What you should do: Please copy each of the following entries word for word, keeping every line unchanged.

Raw records:
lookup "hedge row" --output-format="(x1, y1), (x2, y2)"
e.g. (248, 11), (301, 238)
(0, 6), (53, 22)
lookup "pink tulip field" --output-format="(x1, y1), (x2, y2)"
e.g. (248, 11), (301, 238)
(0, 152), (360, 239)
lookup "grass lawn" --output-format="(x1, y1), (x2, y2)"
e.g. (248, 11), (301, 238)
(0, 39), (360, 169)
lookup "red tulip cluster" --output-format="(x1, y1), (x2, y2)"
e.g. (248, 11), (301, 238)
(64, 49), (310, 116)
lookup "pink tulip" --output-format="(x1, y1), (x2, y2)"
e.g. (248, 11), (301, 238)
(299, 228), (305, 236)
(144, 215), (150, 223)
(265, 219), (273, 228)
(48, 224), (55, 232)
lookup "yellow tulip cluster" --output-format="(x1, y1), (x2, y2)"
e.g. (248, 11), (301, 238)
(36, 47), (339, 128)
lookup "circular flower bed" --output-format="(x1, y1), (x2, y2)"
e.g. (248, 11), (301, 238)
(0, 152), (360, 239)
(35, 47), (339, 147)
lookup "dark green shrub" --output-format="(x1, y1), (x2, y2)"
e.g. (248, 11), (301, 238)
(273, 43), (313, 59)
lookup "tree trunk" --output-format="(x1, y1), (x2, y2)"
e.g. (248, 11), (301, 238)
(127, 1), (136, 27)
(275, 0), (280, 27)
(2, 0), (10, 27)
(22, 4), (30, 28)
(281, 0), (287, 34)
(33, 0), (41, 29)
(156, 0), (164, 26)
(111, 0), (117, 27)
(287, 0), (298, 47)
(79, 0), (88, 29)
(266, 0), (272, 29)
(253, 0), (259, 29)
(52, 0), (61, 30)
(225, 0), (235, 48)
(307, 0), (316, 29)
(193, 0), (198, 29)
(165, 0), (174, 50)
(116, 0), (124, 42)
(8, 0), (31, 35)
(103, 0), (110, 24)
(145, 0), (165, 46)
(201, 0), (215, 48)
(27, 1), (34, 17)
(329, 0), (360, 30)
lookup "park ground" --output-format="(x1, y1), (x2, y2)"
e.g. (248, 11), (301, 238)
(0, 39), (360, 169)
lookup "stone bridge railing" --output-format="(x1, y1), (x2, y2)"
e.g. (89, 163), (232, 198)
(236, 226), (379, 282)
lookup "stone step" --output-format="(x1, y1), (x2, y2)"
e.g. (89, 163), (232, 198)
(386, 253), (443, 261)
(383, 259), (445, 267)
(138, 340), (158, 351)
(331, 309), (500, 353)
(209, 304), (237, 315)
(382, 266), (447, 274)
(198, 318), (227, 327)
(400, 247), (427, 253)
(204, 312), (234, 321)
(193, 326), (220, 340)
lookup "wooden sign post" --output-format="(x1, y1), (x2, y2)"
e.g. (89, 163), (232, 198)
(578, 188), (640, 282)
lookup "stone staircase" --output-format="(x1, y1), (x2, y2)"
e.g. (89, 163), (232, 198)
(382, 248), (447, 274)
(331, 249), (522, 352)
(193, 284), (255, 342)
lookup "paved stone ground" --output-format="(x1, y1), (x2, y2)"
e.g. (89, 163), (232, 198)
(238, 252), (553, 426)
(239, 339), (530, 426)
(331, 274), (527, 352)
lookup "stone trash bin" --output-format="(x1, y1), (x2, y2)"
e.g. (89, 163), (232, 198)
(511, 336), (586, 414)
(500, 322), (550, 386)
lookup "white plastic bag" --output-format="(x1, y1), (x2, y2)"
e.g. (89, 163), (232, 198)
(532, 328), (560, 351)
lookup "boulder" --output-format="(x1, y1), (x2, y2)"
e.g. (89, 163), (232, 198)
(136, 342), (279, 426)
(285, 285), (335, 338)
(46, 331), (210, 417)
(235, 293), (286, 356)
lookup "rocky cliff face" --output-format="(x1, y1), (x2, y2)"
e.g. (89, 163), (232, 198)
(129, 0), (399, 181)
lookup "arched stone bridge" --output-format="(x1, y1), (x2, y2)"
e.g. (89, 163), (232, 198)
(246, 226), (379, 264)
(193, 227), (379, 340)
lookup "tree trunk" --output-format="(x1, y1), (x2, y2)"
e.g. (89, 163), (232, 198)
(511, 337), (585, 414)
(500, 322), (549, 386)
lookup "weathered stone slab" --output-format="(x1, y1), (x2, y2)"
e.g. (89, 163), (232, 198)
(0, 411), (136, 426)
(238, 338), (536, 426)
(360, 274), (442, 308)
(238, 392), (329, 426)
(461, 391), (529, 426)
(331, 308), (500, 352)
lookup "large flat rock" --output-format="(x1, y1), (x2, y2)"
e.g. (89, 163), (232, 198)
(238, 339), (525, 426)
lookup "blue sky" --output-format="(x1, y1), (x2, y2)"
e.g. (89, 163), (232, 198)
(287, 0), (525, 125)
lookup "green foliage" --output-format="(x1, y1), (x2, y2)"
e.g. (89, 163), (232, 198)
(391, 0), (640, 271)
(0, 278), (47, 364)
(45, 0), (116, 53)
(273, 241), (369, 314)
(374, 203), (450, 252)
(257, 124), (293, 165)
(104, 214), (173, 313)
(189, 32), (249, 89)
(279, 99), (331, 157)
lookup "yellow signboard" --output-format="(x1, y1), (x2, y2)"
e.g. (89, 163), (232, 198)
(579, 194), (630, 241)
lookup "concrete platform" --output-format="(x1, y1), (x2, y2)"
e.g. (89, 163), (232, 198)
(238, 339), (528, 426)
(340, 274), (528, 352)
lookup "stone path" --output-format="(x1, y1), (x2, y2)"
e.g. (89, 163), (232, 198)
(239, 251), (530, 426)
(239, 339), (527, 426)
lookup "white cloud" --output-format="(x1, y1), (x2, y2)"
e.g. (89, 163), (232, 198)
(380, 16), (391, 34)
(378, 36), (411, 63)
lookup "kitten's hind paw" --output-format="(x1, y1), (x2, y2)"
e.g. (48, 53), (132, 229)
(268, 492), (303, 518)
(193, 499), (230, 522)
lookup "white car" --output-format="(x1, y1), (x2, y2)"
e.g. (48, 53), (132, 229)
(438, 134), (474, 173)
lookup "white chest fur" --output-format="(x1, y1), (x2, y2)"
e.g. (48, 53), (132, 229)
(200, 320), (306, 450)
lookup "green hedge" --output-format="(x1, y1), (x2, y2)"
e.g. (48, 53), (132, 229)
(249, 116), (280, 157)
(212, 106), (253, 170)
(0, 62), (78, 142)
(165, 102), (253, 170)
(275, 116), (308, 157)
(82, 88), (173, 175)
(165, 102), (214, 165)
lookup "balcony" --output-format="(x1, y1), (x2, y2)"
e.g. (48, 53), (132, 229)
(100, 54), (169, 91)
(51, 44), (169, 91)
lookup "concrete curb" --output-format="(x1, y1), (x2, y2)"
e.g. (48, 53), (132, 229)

Solution to this exercise:
lookup "hedge row" --output-format="(x1, y1), (x2, y2)"
e.g. (248, 11), (301, 238)
(0, 6), (53, 22)
lookup "pink tulip field" --output-format="(x1, y1), (x2, y2)"
e.g. (248, 11), (301, 238)
(0, 152), (360, 239)
lookup "grass lawn" --output-format="(x1, y1), (x2, y2)"
e.g. (248, 11), (301, 238)
(0, 39), (360, 169)
lookup "red tulip cluster" --output-format="(x1, y1), (x2, y2)"
e.g. (248, 11), (301, 238)
(64, 49), (310, 116)
lookup "pink tulip" --output-format="(x1, y1), (x2, y2)"
e.g. (248, 11), (301, 238)
(299, 228), (305, 236)
(144, 215), (150, 223)
(265, 219), (273, 228)
(48, 224), (55, 232)
lookup "yellow tulip cluster" --output-format="(x1, y1), (x2, y2)"
e.g. (248, 11), (301, 238)
(36, 47), (339, 128)
lookup "circular flower bed" --output-format="(x1, y1), (x2, y2)"
e.g. (248, 11), (301, 238)
(0, 152), (360, 239)
(35, 47), (339, 147)
lookup "dark green shrub" --output-format="(x1, y1), (x2, y2)"
e.g. (248, 11), (301, 238)
(273, 43), (313, 59)
lookup "tree trunk" --output-format="(x1, y1), (x2, y2)"
e.g. (248, 11), (301, 238)
(127, 1), (136, 27)
(275, 0), (280, 27)
(2, 0), (10, 27)
(22, 4), (30, 28)
(281, 0), (287, 34)
(33, 0), (41, 29)
(156, 0), (164, 26)
(111, 0), (117, 27)
(287, 0), (298, 47)
(79, 0), (88, 29)
(266, 0), (272, 29)
(253, 0), (259, 29)
(52, 0), (61, 30)
(225, 0), (235, 48)
(307, 0), (316, 29)
(193, 0), (198, 29)
(165, 0), (174, 50)
(116, 0), (124, 42)
(8, 0), (31, 35)
(103, 0), (110, 24)
(145, 0), (165, 46)
(201, 0), (215, 48)
(27, 1), (34, 17)
(329, 0), (360, 30)
lookup "park ground" --output-format="(x1, y1), (x2, y2)"
e.g. (248, 11), (301, 238)
(0, 39), (360, 169)
lookup "stone bridge railing" --output-format="(x1, y1), (x2, y2)"
e.g. (89, 163), (232, 198)
(236, 226), (379, 282)
lookup "stone step" --output-format="(x1, y1), (x2, y2)"
e.g. (89, 163), (232, 198)
(386, 253), (443, 261)
(383, 259), (445, 267)
(138, 340), (158, 351)
(331, 309), (500, 353)
(209, 304), (237, 315)
(382, 266), (447, 274)
(198, 318), (227, 327)
(400, 247), (427, 253)
(204, 312), (234, 321)
(193, 326), (220, 340)
lookup "wooden sign post" --output-format="(x1, y1), (x2, y2)"
e.g. (89, 163), (232, 198)
(578, 188), (640, 282)
lookup "stone staircase" --output-format="(x1, y1), (x2, y2)"
e.g. (89, 163), (232, 198)
(382, 248), (447, 274)
(331, 249), (522, 352)
(193, 284), (255, 342)
lookup "paved stone ground" --output-format="(x1, y1), (x2, y2)"
e.g. (89, 163), (232, 198)
(238, 252), (553, 426)
(239, 339), (530, 426)
(331, 274), (527, 352)
lookup "stone trash bin" --output-format="(x1, y1), (x2, y2)"
e.g. (89, 163), (232, 198)
(511, 336), (586, 414)
(500, 322), (550, 386)
lookup "white plastic bag" --output-format="(x1, y1), (x2, y2)"
e.g. (89, 163), (232, 198)
(532, 328), (560, 351)
lookup "boulder" --output-format="(x1, y1), (x2, y2)"
e.g. (89, 163), (232, 198)
(136, 342), (279, 426)
(285, 285), (335, 338)
(46, 331), (210, 417)
(235, 293), (286, 356)
lookup "rocky cliff face" --output-format="(x1, y1), (x2, y2)"
e.g. (89, 163), (232, 198)
(129, 0), (399, 181)
lookup "arched stone bridge" --output-format="(x1, y1), (x2, y2)"
e.g. (89, 163), (232, 198)
(246, 226), (379, 264)
(193, 227), (379, 340)
lookup "tree trunk" --output-format="(x1, y1), (x2, y2)"
e.g. (89, 163), (232, 198)
(511, 337), (585, 414)
(500, 322), (549, 386)
lookup "weathered stone slab" --output-format="(x1, y1), (x2, y2)"
e.g. (89, 163), (232, 198)
(0, 411), (136, 426)
(238, 338), (536, 426)
(360, 274), (442, 308)
(238, 392), (329, 426)
(461, 391), (529, 426)
(331, 308), (500, 352)
lookup "large flat rock" --output-format="(x1, y1), (x2, y2)"
e.g. (89, 163), (232, 198)
(238, 339), (525, 426)
lookup "blue sky" --output-format="(x1, y1), (x2, y2)"
e.g. (89, 163), (232, 198)
(287, 0), (525, 125)
lookup "green foliage" --output-format="(x1, y1), (x2, y2)"
e.g. (89, 163), (232, 198)
(391, 0), (640, 271)
(0, 278), (47, 364)
(45, 0), (116, 53)
(273, 241), (369, 314)
(374, 203), (450, 252)
(257, 124), (293, 165)
(104, 214), (173, 313)
(189, 32), (249, 89)
(279, 99), (331, 157)
lookup "yellow signboard" --output-format="(x1, y1), (x2, y2)"
e.g. (89, 163), (232, 198)
(579, 194), (630, 241)
lookup "concrete platform" --output-format="(x1, y1), (x2, y2)"
e.g. (89, 163), (232, 198)
(238, 339), (528, 426)
(340, 274), (528, 352)
lookup "stone path" --output-format="(x1, y1), (x2, y2)"
e.g. (89, 163), (232, 198)
(239, 251), (530, 426)
(239, 339), (527, 426)
lookup "white cloud" --output-format="(x1, y1), (x2, y2)"
e.g. (89, 163), (232, 198)
(380, 16), (391, 34)
(378, 36), (411, 63)
lookup "kitten's hind paw" --output-format="(x1, y1), (x2, y2)"
e.g. (48, 53), (132, 229)
(268, 492), (303, 518)
(193, 499), (230, 522)
lookup "white car" --output-format="(x1, y1), (x2, y2)"
e.g. (48, 53), (132, 229)
(438, 134), (474, 173)
lookup "white chest fur" --output-format="(x1, y1), (x2, y2)"
e.g. (48, 53), (132, 229)
(200, 320), (306, 450)
lookup "green hedge" --output-format="(x1, y1), (x2, y2)"
e.g. (48, 53), (132, 229)
(249, 116), (280, 157)
(212, 106), (253, 170)
(0, 62), (78, 142)
(165, 102), (253, 170)
(275, 116), (308, 157)
(82, 88), (173, 175)
(165, 102), (214, 165)
lookup "balcony" --output-format="(x1, y1), (x2, y2)"
e.g. (48, 53), (132, 229)
(100, 54), (169, 91)
(51, 44), (169, 91)
lookup "concrete curb" --output-format="(x1, y1), (x2, y2)"
e.g. (48, 53), (132, 229)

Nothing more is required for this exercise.